EXCERPT:
»»
Saturday, April 28, 2007

Baseball faces another steroids scandal

Barry Bonds


By Elliott Almond
San Jose Mercury News
Article Launched: 04/28/2007 01:29:57 AM PDT

Major League Baseball might be facing another explosive drug controversy: A former New York Mets employee pleaded guilty Friday in San Francisco federal court to dealing steroids to dozens of players for a decade.

Though the players weren't identified Friday, the case is certain to leave fans wondering what names will emerge.

As part of his plea agreement, Kirk J. Radomski will cooperate with authorities, including the baseball steroid investigation led by former Senate Majority Leader George Mitchell.

"We look forward to working together with federal law enforcement toward our shared goal," Mitchell said in a prepared statement.

Until now, the steroid debate has largely focused on Giants left fielder Barry Bonds. But, according to Travis Tygart, general counsel for the U.S. Anti-Doping Agency, the new case "exposes a dark corner of the clubhouse. A lot of players have good reason to be pretty nervous."
««
[Point localization data]
»»
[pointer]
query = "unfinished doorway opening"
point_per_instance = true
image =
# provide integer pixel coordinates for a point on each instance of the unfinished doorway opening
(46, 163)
««
»»
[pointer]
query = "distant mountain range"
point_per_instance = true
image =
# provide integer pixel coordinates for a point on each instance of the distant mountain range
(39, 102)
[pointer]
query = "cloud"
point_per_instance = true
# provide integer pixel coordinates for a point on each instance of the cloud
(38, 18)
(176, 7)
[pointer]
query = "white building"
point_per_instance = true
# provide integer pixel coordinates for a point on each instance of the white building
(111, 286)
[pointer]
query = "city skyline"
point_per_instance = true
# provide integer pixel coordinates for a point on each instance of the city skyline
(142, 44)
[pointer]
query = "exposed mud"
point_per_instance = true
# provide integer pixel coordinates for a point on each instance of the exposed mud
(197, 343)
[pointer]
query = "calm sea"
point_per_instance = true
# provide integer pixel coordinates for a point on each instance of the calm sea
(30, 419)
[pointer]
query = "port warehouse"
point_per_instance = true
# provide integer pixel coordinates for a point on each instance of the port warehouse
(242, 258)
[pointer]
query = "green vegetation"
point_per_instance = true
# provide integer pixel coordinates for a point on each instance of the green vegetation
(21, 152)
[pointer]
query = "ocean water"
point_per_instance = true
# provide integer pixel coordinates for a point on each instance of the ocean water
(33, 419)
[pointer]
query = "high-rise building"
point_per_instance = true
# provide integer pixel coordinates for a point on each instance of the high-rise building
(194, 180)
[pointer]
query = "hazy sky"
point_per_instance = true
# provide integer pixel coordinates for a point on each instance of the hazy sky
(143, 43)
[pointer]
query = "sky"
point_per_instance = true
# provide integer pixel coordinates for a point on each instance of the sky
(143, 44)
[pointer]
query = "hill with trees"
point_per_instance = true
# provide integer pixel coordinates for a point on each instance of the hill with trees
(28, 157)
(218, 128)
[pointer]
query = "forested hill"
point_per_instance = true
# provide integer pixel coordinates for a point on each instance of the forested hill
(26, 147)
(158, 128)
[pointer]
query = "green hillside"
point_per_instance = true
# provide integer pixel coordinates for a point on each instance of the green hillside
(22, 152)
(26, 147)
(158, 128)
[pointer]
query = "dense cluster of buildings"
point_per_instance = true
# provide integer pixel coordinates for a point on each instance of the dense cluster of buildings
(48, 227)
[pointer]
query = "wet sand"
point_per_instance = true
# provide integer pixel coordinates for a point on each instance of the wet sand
««
TASK TO CARRY OUT: Rewrite the paragraph of the steroids article that begins "Until now, the steroid debate" more briefly, keeping its main facts.

SOLUTION FOR THIS TASK: The steroid debate had centered mostly on Giants left fielder Barry Bonds. Travis Tygart, general counsel for the U.S. Anti-Doping Agency, said the new case "exposes a dark corner of the clubhouse" and gives many players good reason to be nervous.